What is being asked: Copy out every row below, substituting "Respond" for each occurrence of "Reply" and changing nothing else.

Data for processing:
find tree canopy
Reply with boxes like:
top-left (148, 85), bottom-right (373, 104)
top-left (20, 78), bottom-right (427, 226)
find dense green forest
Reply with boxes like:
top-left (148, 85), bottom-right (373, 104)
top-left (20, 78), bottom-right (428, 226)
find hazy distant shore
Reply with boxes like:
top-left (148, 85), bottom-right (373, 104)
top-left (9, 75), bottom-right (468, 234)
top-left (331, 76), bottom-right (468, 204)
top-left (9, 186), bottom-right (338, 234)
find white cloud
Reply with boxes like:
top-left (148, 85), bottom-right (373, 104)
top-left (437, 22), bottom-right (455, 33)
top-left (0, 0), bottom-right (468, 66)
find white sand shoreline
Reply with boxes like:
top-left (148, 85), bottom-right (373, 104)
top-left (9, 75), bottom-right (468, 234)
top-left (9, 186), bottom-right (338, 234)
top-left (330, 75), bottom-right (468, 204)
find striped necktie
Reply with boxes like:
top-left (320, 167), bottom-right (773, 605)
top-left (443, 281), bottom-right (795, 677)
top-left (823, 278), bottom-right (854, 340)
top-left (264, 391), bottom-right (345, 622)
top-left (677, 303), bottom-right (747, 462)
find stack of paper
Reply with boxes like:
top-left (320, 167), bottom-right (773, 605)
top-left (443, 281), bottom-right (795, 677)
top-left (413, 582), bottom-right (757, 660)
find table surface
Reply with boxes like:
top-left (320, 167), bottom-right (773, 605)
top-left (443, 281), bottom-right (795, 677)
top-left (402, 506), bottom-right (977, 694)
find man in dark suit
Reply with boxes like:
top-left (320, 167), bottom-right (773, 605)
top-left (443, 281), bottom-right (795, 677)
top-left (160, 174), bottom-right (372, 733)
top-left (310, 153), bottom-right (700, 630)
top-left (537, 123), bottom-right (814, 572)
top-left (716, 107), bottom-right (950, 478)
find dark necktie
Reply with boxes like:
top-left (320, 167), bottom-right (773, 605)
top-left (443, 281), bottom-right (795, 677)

Written answer:
find tree canopy
Respond with boxes like:
top-left (148, 85), bottom-right (373, 104)
top-left (20, 78), bottom-right (427, 226)
find dense green forest
Respond with boxes like:
top-left (148, 85), bottom-right (373, 104)
top-left (20, 78), bottom-right (428, 226)
find hazy distant shore
Respond with boxes like:
top-left (148, 85), bottom-right (373, 104)
top-left (9, 75), bottom-right (468, 234)
top-left (331, 76), bottom-right (468, 204)
top-left (9, 186), bottom-right (338, 234)
find white cloud
Respond with boxes like:
top-left (148, 85), bottom-right (373, 104)
top-left (437, 22), bottom-right (455, 33)
top-left (0, 0), bottom-right (468, 66)
find white sand shoreline
Respond with boxes like:
top-left (148, 85), bottom-right (373, 104)
top-left (9, 75), bottom-right (468, 234)
top-left (9, 186), bottom-right (338, 234)
top-left (330, 75), bottom-right (468, 204)
find striped necktie
Respond with boxes like:
top-left (320, 167), bottom-right (773, 605)
top-left (443, 281), bottom-right (795, 677)
top-left (823, 278), bottom-right (854, 340)
top-left (264, 391), bottom-right (345, 622)
top-left (677, 303), bottom-right (747, 462)
find stack of paper
Respond with boxes like:
top-left (320, 167), bottom-right (773, 605)
top-left (443, 281), bottom-right (795, 677)
top-left (413, 582), bottom-right (757, 660)
find table surface
Respond with boxes like:
top-left (320, 167), bottom-right (773, 605)
top-left (443, 281), bottom-right (795, 677)
top-left (402, 506), bottom-right (977, 694)
find man in dark suit
Respond with boxes like:
top-left (320, 167), bottom-right (773, 605)
top-left (443, 281), bottom-right (795, 677)
top-left (160, 174), bottom-right (372, 733)
top-left (310, 153), bottom-right (700, 630)
top-left (537, 123), bottom-right (814, 572)
top-left (716, 107), bottom-right (950, 478)
find dark necktie
Respond with boxes like:
top-left (320, 167), bottom-right (773, 605)
top-left (443, 281), bottom-right (795, 677)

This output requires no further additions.